# TASK INSTRUCTIONS:
1. Answer these questions about the post on properties and operators, one line each:
(a) What does a leading "i" indicate?
(b) Which two read-only properties does aSet have?
(c) What does the Clear operator do?
2. Please copy the post on properties and operators word for word, taking in everything from "Java collection classes" down to "properties and operators.".

# SELECTED EXTRACT:
+ + + + +

Properties and Operators

Sat, 2010-06-26 21:07 — tamhas

Java collection classes have been provided with a fairly rich set of properties and operators, presumably based on the idea that these classes can then be used for a richer range of rôles, just as there are many classes in that same hierarchy which are clearly not intended for relationships at all. In the present implementation, the decision was made to focus on the essentials of object relationships with the idea of creating efficient, low impact infrastructure for OO programming and then to consider later whether there are other classes with other functions which could also be created. Therefore, this implementation uses minimal properties and operators.

Note that we are using a leading "a" to indicate an abstract class and a leading "i" to indicate an interface.

aSet
This is the abstract class for the most common collection type, that ordered only by the sequence in which elements are added to it. It has two read-only properties – Size (number of elements) and IsEmpty. It has and four operators:

Add – adds the object in its parameter to the collection;
Remove – removes the object in its parameter from the collection;
Clear – removes all elements from the collection;
Contains – returns a logical indicating whether the object parameter is in the collection; and
Get Iterator - returns an Iterator object on the class.

+ + + + +

# RECORDS PROVIDED:

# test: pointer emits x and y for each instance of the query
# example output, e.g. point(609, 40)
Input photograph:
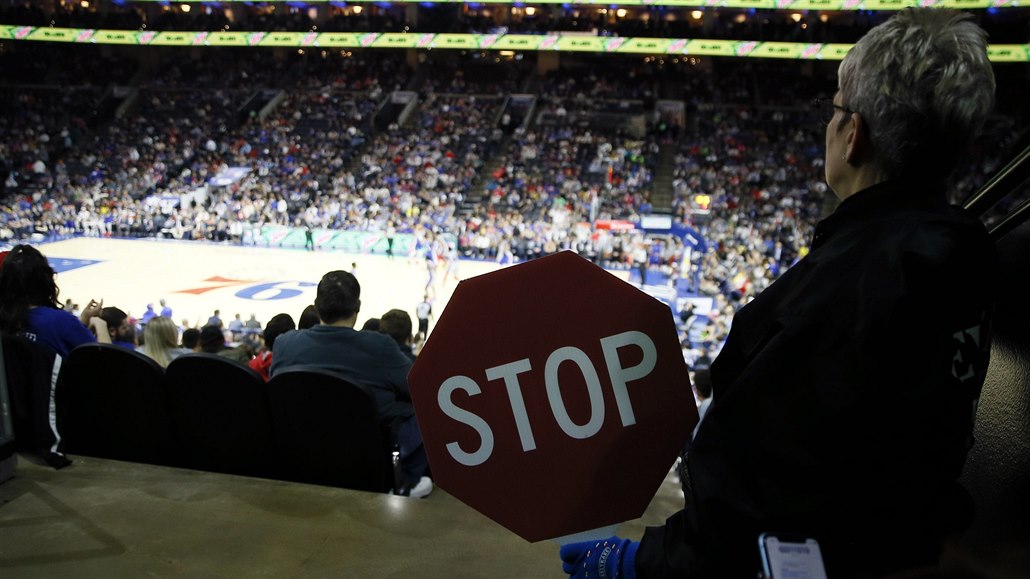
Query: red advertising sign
point(553, 397)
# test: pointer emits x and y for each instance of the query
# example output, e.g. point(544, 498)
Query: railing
point(1010, 179)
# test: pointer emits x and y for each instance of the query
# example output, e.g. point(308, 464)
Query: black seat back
point(111, 404)
point(219, 415)
point(328, 431)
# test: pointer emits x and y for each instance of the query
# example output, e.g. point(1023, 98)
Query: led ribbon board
point(766, 4)
point(549, 42)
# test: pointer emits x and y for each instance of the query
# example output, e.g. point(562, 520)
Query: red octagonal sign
point(552, 397)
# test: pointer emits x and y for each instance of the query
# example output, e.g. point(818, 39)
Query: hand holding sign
point(549, 368)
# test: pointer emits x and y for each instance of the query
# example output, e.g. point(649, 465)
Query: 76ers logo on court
point(252, 290)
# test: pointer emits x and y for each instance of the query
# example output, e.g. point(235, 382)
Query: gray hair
point(923, 83)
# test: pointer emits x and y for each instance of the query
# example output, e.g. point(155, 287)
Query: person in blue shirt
point(29, 305)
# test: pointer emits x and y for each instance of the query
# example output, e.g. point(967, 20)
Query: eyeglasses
point(827, 108)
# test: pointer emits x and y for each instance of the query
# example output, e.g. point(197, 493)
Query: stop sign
point(552, 397)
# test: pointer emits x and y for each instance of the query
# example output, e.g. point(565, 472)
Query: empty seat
point(219, 415)
point(328, 432)
point(111, 404)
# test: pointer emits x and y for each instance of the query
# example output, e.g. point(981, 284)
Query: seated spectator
point(29, 305)
point(309, 317)
point(191, 339)
point(122, 332)
point(148, 314)
point(279, 324)
point(160, 341)
point(369, 359)
point(236, 328)
point(397, 325)
point(215, 319)
point(213, 341)
point(252, 327)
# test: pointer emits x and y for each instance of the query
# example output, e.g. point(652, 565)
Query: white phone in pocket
point(786, 556)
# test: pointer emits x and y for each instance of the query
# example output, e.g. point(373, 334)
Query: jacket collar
point(878, 201)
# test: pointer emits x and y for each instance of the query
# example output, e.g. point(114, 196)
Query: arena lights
point(549, 42)
point(765, 4)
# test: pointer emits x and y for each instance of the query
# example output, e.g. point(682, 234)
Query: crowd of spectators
point(317, 160)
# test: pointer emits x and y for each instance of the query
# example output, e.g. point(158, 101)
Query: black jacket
point(844, 397)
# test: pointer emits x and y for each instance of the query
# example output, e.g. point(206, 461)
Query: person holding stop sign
point(845, 397)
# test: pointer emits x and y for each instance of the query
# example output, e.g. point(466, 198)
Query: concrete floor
point(106, 518)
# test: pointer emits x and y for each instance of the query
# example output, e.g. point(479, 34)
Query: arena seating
point(327, 432)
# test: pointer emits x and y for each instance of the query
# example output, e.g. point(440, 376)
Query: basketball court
point(196, 278)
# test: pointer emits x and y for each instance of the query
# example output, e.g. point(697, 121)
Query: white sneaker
point(421, 489)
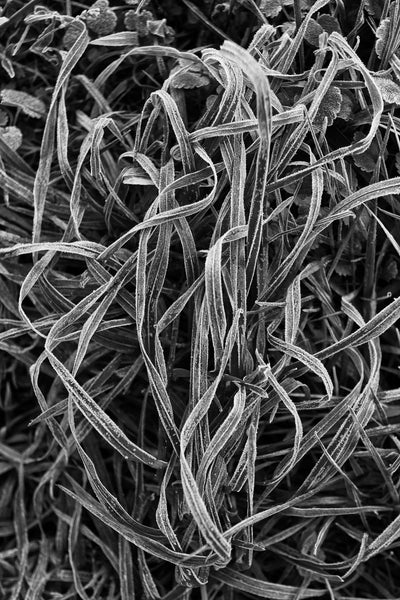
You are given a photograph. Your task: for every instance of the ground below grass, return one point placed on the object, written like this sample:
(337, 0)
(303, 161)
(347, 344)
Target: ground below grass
(199, 300)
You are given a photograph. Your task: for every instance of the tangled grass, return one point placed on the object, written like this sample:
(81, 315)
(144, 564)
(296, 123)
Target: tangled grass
(199, 256)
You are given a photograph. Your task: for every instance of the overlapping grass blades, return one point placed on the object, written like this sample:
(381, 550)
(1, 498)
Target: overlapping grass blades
(214, 405)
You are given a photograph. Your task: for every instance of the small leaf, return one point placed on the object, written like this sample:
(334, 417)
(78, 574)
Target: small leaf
(374, 8)
(138, 22)
(190, 78)
(329, 107)
(313, 32)
(71, 34)
(30, 105)
(12, 136)
(272, 8)
(389, 90)
(397, 162)
(382, 34)
(159, 28)
(347, 107)
(329, 24)
(390, 270)
(3, 118)
(367, 160)
(100, 18)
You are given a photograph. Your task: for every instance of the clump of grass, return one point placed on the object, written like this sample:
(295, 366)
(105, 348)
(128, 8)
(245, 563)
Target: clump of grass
(199, 307)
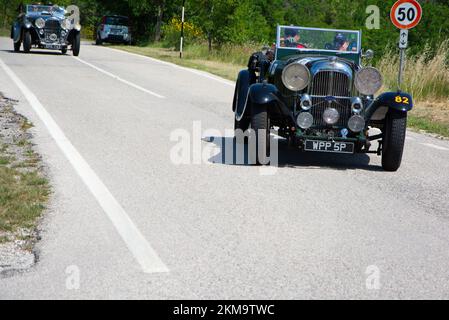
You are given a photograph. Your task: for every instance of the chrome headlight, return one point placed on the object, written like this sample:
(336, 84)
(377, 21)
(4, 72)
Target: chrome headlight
(305, 120)
(296, 77)
(40, 23)
(306, 102)
(66, 24)
(368, 81)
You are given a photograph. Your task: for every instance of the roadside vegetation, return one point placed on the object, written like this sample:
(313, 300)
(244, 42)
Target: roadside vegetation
(24, 190)
(220, 35)
(426, 75)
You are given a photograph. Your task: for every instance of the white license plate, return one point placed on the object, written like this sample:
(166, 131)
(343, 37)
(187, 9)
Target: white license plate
(53, 46)
(329, 146)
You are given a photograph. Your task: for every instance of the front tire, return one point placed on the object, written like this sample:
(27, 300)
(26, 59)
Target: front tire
(27, 42)
(394, 140)
(260, 124)
(76, 45)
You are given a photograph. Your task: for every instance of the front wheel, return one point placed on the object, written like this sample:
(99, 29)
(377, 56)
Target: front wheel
(394, 140)
(27, 42)
(260, 124)
(76, 45)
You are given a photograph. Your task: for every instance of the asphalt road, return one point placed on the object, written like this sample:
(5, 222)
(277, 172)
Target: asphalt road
(127, 222)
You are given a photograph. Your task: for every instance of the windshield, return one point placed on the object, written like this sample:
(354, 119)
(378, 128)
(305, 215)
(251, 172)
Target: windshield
(116, 21)
(318, 39)
(39, 9)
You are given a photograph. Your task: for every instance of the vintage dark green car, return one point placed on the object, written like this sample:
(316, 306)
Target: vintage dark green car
(315, 92)
(45, 27)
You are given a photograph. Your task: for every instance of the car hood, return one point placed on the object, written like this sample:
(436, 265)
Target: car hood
(34, 16)
(317, 64)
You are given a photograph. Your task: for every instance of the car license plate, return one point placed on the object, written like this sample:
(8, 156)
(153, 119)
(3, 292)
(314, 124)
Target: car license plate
(53, 46)
(329, 146)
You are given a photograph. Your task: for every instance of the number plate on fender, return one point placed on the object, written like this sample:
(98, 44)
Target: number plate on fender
(329, 146)
(53, 46)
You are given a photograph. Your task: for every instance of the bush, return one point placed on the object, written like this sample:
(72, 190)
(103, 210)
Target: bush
(426, 75)
(171, 33)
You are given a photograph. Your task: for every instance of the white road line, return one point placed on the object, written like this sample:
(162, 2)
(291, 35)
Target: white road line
(120, 79)
(435, 146)
(197, 72)
(137, 244)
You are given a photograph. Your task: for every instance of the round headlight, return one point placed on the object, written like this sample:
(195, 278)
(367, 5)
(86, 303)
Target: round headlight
(296, 77)
(66, 24)
(356, 123)
(40, 23)
(368, 81)
(305, 120)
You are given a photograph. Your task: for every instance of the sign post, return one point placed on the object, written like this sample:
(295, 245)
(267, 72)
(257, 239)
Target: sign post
(182, 28)
(405, 15)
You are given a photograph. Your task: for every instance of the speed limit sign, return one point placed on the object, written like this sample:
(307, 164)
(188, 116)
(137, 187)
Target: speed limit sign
(406, 14)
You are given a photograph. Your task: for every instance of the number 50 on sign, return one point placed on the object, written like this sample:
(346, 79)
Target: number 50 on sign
(406, 14)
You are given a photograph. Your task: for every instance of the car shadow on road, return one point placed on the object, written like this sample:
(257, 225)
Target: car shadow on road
(35, 52)
(288, 157)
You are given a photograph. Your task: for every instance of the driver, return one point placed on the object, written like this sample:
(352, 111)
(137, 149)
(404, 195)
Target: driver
(341, 43)
(292, 39)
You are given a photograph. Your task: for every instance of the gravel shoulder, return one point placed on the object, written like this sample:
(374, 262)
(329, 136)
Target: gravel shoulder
(24, 191)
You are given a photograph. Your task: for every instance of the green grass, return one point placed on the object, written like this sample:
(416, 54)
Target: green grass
(428, 125)
(426, 77)
(22, 198)
(196, 57)
(24, 191)
(5, 32)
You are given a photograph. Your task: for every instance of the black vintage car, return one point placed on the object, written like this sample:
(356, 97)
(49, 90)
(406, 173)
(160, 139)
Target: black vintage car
(315, 92)
(45, 27)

+ + + + +

# TASK-BY-TASK RESULTS:
1.
(a) An interface.
(b) Size and IsEmpty.
(c) It removes all elements from the collection.

2.
Java collection classes have been provided with a fairly rich set of properties and operators, presumably based on the idea that these classes can then be used for a richer range of rôles, just as there are many classes in that same hierarchy which are clearly not intended for relationships at all. In the present implementation, the decision was made to focus on the essentials of object relationships with the idea of creating efficient, low impact infrastructure for OO programming and then to consider later whether there are other classes with other functions which could also be created. Therefore, this implementation uses minimal properties and operators.